## [Exercise instructions]
For this exercise, write out only the lines of the entries below from the one with "of the staircase" up to and including the one with "the white window", exactly as they are. Pictures stay out.

Items listed in a dataset:
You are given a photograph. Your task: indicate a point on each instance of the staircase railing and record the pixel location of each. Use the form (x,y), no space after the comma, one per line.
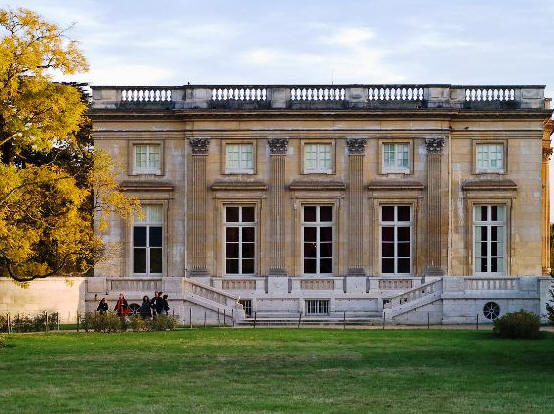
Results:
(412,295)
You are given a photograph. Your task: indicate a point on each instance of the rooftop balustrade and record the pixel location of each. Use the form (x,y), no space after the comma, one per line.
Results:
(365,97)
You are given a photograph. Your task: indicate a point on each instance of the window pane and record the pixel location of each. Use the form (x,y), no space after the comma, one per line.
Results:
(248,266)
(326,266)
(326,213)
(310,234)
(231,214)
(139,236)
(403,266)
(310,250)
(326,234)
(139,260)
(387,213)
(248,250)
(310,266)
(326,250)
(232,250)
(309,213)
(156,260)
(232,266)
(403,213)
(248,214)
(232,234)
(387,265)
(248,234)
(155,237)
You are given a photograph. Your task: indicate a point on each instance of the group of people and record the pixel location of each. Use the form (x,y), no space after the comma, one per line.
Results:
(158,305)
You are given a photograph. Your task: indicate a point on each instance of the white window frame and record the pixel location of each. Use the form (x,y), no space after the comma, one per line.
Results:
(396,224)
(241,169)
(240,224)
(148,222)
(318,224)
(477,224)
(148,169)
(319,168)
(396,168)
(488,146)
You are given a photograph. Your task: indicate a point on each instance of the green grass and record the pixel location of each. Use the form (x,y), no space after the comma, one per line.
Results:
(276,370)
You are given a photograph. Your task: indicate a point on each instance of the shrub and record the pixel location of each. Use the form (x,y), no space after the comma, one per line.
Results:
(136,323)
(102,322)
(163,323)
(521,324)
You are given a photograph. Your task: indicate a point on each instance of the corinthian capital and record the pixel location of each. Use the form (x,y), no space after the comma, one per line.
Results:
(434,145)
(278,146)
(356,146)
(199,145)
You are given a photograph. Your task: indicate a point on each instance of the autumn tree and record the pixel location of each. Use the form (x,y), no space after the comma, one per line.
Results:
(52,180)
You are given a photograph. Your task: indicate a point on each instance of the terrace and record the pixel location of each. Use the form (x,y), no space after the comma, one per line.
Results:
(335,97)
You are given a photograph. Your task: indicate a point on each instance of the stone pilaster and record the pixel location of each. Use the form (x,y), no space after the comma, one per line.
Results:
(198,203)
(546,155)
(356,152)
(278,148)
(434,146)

* * *

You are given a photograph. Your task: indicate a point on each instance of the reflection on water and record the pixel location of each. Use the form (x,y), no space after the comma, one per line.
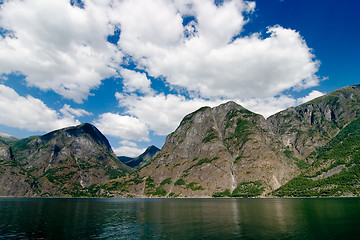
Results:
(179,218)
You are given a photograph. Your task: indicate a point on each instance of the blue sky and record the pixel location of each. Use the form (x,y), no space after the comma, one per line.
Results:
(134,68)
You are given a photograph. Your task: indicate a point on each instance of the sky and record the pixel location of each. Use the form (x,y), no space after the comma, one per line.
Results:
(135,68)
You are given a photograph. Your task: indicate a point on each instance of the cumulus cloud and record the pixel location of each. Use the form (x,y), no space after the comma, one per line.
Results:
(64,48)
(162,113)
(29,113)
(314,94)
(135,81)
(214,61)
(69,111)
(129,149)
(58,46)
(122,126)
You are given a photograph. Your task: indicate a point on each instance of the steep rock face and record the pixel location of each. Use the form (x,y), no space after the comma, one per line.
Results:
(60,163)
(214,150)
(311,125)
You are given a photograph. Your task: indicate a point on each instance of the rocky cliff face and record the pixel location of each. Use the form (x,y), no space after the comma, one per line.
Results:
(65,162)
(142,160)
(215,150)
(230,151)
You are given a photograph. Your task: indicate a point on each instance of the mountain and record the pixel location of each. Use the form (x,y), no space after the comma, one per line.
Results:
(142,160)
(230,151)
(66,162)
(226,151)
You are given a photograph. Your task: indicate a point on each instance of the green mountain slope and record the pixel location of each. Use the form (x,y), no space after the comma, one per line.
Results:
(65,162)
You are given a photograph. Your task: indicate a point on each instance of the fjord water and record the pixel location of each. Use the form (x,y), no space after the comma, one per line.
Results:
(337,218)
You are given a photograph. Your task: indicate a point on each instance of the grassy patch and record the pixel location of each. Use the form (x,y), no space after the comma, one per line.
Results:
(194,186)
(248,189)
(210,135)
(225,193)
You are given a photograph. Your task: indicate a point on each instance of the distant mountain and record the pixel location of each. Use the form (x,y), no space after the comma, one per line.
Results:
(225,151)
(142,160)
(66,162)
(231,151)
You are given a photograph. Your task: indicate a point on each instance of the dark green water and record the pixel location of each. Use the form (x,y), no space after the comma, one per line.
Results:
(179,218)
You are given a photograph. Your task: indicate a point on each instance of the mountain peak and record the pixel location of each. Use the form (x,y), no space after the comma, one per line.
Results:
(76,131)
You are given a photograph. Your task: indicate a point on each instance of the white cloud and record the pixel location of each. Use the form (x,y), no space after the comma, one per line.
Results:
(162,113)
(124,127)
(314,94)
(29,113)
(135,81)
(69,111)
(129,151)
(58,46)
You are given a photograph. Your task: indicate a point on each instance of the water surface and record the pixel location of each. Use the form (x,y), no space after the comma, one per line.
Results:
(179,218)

## [Worked solution]
You are given a photograph. Your task: indicate a point on each instance of the staircase railing and record the pixel location of each. Use the form (x,y), no space after the comma, one per line.
Results:
(412,295)
You are given a photograph. Your task: indicate a point on each instance of the rooftop balustrade and record the pixel location of each. Use the form (x,y), no space after the comma, one per line.
Results:
(365,97)
You are given a photograph. Your task: indicate a point on each instance of the window pane and record the pixel location of each. Use the form (x,y), no space after the comma, one per line.
Results:
(248,266)
(326,266)
(326,213)
(310,234)
(231,214)
(139,236)
(403,266)
(310,250)
(326,234)
(139,260)
(387,213)
(248,250)
(310,266)
(326,250)
(232,250)
(309,213)
(156,260)
(232,266)
(403,213)
(248,214)
(232,234)
(387,265)
(248,234)
(155,237)
You are given a photograph. Your task: indicate a point on each instance of the group of people and record the pixel location of each. Use the form (x,y), no space after the comma, one per line.
Results:
(158,305)
You are given a photograph. Your task: indicate a point on each instance of the white window frame and record the pixel location of each. Use the form (x,y), no space after the comma, one per line.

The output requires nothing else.